BRIEF
One part of the entries below is wanted: the lines from the one containing "Tag every instance of the boy's hand" through the one containing "Tag every instance of the man's hand". Write those out exactly and nothing else.

(Dataset entries)
- - -
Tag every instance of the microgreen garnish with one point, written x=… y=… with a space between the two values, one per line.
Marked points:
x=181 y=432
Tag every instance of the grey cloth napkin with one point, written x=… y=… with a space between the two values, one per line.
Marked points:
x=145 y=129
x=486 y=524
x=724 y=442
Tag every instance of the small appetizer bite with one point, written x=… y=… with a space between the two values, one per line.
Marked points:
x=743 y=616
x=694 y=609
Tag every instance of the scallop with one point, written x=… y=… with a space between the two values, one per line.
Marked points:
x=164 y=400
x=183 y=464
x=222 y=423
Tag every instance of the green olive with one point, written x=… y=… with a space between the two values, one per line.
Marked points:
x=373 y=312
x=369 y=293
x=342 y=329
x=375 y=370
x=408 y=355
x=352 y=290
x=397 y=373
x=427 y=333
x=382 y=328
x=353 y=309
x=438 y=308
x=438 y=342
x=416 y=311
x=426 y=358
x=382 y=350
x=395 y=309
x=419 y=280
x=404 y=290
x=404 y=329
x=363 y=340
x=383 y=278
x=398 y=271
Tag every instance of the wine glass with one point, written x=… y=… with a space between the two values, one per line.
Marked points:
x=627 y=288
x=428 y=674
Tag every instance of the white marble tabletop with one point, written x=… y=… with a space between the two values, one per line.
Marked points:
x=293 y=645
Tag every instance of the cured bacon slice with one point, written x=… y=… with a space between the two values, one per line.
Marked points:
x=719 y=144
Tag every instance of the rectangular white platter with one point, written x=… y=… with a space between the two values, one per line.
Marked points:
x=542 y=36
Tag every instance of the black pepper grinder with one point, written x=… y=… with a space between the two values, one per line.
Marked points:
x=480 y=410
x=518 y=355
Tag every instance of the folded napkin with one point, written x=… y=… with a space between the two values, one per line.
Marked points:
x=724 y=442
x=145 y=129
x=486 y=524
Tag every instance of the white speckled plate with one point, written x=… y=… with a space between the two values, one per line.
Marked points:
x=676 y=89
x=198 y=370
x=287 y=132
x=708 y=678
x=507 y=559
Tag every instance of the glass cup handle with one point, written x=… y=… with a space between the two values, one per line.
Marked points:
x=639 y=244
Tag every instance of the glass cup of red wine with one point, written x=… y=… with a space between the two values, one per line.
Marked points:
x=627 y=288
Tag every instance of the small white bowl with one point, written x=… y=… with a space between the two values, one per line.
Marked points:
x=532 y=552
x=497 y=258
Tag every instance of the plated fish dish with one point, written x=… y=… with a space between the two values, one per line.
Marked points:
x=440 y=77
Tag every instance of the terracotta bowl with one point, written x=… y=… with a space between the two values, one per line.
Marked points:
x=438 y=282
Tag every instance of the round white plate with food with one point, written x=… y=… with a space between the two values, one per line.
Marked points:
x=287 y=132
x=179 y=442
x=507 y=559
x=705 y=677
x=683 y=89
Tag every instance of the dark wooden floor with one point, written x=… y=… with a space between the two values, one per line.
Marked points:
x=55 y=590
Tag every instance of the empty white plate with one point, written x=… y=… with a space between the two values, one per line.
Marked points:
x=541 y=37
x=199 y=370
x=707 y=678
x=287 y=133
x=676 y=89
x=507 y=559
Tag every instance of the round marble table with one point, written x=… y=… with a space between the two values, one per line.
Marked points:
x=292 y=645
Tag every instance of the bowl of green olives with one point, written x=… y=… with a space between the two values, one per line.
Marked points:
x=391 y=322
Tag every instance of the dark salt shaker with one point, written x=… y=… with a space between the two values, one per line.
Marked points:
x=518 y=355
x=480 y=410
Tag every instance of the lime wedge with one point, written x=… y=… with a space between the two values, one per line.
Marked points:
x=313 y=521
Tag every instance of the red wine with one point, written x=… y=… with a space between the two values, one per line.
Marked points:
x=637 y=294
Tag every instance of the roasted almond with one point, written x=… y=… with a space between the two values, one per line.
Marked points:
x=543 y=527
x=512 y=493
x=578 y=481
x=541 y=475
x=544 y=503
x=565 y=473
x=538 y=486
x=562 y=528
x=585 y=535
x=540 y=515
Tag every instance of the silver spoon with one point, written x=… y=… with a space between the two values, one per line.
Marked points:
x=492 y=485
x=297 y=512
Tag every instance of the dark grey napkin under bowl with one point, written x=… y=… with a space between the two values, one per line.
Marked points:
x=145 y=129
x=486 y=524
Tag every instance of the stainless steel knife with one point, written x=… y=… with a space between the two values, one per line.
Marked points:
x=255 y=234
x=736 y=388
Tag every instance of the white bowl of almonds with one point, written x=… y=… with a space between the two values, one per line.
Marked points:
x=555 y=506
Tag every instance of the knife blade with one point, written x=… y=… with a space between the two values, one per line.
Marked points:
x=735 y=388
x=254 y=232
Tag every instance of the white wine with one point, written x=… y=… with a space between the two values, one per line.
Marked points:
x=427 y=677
- - -
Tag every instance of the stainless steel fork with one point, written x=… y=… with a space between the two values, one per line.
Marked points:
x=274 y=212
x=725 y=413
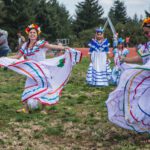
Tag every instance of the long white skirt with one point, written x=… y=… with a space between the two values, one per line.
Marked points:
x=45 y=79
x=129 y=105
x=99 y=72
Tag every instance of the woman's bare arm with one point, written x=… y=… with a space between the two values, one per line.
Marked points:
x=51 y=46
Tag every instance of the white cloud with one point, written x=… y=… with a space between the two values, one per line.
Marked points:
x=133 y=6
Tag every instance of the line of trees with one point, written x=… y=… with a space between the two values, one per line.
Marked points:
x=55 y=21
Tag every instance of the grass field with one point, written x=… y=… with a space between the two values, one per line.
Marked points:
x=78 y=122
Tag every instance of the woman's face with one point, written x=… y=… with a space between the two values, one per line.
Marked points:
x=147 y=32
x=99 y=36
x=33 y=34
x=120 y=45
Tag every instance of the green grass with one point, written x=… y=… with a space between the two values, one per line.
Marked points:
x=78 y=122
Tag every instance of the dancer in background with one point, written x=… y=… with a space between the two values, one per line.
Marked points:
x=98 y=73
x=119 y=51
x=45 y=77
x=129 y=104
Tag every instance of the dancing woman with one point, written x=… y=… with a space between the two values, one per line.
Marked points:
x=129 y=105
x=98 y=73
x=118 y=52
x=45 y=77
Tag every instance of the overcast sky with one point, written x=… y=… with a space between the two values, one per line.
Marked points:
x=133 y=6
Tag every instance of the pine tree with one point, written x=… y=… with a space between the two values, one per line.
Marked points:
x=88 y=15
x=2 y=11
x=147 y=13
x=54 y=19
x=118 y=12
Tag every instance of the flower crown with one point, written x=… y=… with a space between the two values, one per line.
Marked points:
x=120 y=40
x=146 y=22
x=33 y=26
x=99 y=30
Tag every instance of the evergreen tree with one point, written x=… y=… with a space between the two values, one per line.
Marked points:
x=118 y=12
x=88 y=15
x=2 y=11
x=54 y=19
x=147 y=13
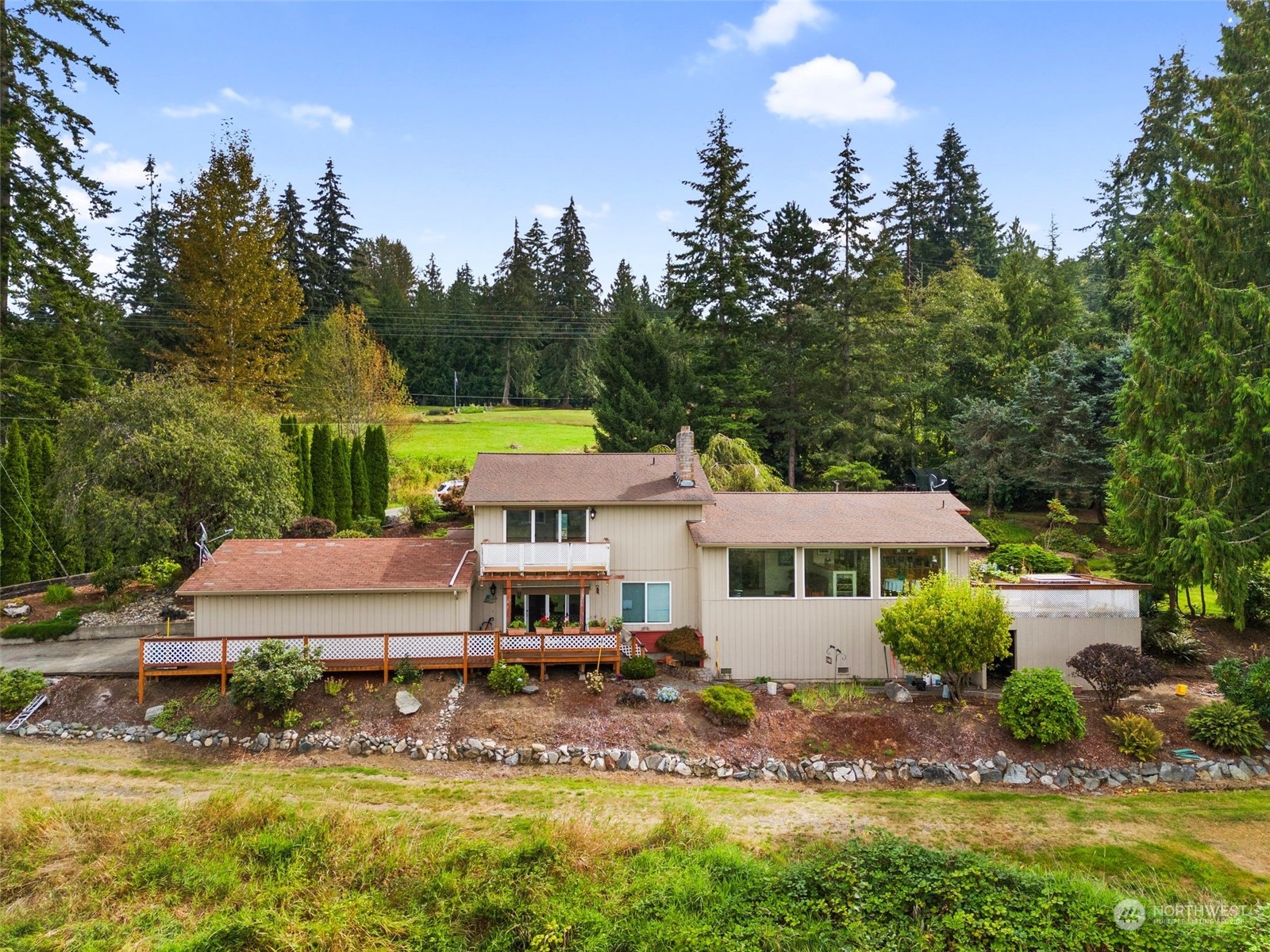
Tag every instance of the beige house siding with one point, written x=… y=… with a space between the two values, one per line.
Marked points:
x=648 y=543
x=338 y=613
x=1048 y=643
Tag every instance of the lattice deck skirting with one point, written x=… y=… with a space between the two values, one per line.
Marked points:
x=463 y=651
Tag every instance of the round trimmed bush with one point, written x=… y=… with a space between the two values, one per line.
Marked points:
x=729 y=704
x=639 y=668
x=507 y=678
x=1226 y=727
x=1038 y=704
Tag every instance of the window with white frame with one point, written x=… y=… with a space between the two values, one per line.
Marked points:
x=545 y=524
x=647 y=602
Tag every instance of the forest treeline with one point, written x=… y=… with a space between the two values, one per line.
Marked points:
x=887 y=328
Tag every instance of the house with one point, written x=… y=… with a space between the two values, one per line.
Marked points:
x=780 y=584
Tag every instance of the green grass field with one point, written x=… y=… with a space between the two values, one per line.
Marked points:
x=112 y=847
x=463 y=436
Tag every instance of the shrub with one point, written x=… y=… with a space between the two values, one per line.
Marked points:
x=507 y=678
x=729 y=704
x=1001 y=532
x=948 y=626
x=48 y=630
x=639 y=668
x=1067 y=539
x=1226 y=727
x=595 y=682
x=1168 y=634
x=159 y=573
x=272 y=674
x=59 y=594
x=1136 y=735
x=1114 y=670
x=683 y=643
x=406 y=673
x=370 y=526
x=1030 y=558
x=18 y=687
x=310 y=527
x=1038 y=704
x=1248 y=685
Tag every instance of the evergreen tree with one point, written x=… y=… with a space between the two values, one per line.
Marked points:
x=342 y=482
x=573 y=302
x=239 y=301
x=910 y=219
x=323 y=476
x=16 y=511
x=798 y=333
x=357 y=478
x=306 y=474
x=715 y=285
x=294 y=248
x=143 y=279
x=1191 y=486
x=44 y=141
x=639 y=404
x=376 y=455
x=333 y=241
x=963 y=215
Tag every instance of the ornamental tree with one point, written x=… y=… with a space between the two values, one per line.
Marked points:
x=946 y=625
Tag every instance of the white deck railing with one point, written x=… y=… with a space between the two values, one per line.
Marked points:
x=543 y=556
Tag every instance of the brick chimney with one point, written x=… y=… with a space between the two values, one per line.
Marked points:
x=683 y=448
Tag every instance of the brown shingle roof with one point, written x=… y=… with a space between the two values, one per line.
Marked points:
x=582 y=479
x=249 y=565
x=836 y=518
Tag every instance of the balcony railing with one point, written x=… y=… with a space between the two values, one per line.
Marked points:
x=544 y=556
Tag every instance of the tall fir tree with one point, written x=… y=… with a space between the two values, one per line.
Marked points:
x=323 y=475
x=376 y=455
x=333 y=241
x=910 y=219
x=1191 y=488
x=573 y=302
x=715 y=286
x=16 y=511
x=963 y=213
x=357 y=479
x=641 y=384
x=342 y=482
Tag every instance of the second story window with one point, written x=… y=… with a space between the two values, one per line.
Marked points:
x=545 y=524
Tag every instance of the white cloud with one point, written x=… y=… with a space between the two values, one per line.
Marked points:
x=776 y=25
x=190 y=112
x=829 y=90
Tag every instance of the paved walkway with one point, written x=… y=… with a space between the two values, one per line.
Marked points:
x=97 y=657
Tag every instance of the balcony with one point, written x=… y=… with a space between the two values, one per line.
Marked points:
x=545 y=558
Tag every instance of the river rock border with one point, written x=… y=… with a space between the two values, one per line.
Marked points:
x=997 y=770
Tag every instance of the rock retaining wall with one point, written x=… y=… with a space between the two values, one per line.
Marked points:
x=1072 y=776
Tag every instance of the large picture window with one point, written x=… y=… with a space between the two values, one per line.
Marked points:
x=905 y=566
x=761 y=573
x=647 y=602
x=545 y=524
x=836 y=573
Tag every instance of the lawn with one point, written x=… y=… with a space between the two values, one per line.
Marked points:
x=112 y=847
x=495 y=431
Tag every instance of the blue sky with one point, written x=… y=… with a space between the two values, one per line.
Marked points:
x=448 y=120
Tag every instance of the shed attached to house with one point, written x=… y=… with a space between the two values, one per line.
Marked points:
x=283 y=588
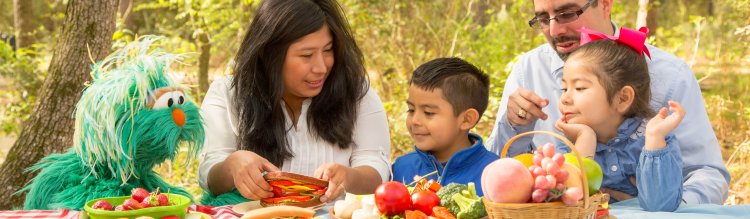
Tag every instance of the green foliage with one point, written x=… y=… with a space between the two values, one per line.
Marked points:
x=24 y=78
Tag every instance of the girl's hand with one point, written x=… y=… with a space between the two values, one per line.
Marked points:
- - -
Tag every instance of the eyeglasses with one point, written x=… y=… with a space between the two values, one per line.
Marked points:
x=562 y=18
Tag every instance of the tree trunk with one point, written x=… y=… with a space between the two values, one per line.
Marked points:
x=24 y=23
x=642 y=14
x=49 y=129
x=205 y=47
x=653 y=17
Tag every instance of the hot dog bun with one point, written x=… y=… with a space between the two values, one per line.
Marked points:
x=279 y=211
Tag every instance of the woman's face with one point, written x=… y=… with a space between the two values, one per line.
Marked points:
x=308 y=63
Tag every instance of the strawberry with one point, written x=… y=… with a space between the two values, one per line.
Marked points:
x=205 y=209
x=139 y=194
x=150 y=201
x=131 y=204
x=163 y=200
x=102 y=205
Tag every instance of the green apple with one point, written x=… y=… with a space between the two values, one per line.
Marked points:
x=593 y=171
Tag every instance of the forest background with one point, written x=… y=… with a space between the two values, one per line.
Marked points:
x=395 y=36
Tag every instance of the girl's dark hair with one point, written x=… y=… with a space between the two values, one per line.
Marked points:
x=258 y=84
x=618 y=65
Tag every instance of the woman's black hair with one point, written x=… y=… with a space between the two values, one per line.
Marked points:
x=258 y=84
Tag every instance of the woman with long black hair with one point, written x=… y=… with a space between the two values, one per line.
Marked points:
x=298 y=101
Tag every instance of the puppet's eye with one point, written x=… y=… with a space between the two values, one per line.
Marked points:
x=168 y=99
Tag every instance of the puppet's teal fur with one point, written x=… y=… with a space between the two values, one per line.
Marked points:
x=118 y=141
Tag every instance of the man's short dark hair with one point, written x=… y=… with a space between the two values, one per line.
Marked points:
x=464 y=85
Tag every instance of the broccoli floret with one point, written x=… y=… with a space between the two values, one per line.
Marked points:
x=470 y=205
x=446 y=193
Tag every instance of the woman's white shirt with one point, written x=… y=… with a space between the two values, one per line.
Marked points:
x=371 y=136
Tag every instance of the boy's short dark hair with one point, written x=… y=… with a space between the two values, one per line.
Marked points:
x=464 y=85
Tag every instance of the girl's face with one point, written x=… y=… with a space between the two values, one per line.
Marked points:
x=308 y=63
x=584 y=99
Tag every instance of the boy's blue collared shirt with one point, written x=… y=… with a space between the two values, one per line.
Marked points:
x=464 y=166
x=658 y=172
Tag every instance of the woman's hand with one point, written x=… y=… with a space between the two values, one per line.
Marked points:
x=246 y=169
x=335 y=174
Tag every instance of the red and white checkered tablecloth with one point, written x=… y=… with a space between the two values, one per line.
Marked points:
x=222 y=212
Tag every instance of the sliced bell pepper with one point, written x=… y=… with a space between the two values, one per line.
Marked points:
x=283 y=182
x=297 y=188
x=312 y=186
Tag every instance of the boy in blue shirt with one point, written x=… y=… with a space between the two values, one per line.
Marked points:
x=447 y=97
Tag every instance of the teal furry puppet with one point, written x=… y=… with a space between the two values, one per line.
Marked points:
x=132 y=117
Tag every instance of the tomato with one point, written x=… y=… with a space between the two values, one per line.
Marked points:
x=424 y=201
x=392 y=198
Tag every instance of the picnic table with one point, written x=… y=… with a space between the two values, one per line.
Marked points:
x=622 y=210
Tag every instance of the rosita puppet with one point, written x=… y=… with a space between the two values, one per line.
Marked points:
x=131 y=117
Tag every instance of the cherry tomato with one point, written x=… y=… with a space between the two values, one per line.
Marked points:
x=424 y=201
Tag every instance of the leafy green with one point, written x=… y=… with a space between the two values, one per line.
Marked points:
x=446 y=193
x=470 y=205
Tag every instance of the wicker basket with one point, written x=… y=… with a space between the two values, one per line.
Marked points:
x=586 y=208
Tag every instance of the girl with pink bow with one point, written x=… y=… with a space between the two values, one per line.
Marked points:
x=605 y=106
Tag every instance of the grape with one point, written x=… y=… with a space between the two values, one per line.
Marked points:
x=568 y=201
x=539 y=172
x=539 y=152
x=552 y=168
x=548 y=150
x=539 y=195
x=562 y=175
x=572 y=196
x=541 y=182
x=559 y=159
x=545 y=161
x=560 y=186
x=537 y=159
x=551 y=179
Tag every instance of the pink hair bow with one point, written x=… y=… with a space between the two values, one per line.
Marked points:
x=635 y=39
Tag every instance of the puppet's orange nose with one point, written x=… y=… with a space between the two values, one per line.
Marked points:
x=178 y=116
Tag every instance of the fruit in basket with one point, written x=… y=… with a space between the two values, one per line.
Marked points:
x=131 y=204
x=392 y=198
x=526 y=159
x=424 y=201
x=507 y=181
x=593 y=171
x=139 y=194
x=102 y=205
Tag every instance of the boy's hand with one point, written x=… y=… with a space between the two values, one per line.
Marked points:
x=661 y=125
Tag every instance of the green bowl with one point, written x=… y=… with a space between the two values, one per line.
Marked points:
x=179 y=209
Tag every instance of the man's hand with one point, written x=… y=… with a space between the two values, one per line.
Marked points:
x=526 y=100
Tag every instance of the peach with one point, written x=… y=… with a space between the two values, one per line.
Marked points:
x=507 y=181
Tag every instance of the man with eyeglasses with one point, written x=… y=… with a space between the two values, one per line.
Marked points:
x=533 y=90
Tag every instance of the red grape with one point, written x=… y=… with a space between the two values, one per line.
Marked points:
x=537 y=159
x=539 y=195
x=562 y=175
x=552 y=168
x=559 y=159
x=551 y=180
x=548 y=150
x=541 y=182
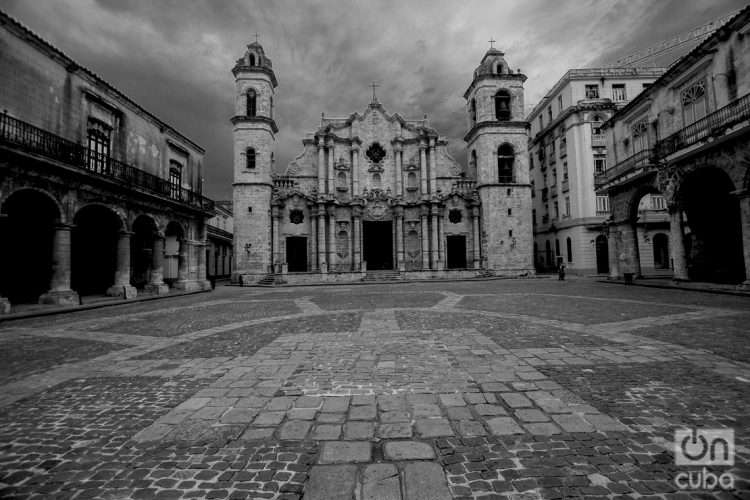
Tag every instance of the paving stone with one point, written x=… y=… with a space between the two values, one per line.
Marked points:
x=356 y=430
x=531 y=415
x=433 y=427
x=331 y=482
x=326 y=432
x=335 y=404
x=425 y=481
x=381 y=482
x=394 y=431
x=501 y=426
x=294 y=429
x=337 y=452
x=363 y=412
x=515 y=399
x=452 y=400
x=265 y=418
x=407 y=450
- - -
SOLUTION FOR THIS PROBLEM
Tag every instance of the boy's hand with one point, written x=… y=… with a space between the two values, one per line.
Marked points:
x=661 y=125
Tag every instance of the green bowl with one point, written x=… y=… with a space between the two values, one per line.
Marked points:
x=179 y=209
Tag every instance of the man's hand with one point, written x=… y=… with a space between the two values, one per line.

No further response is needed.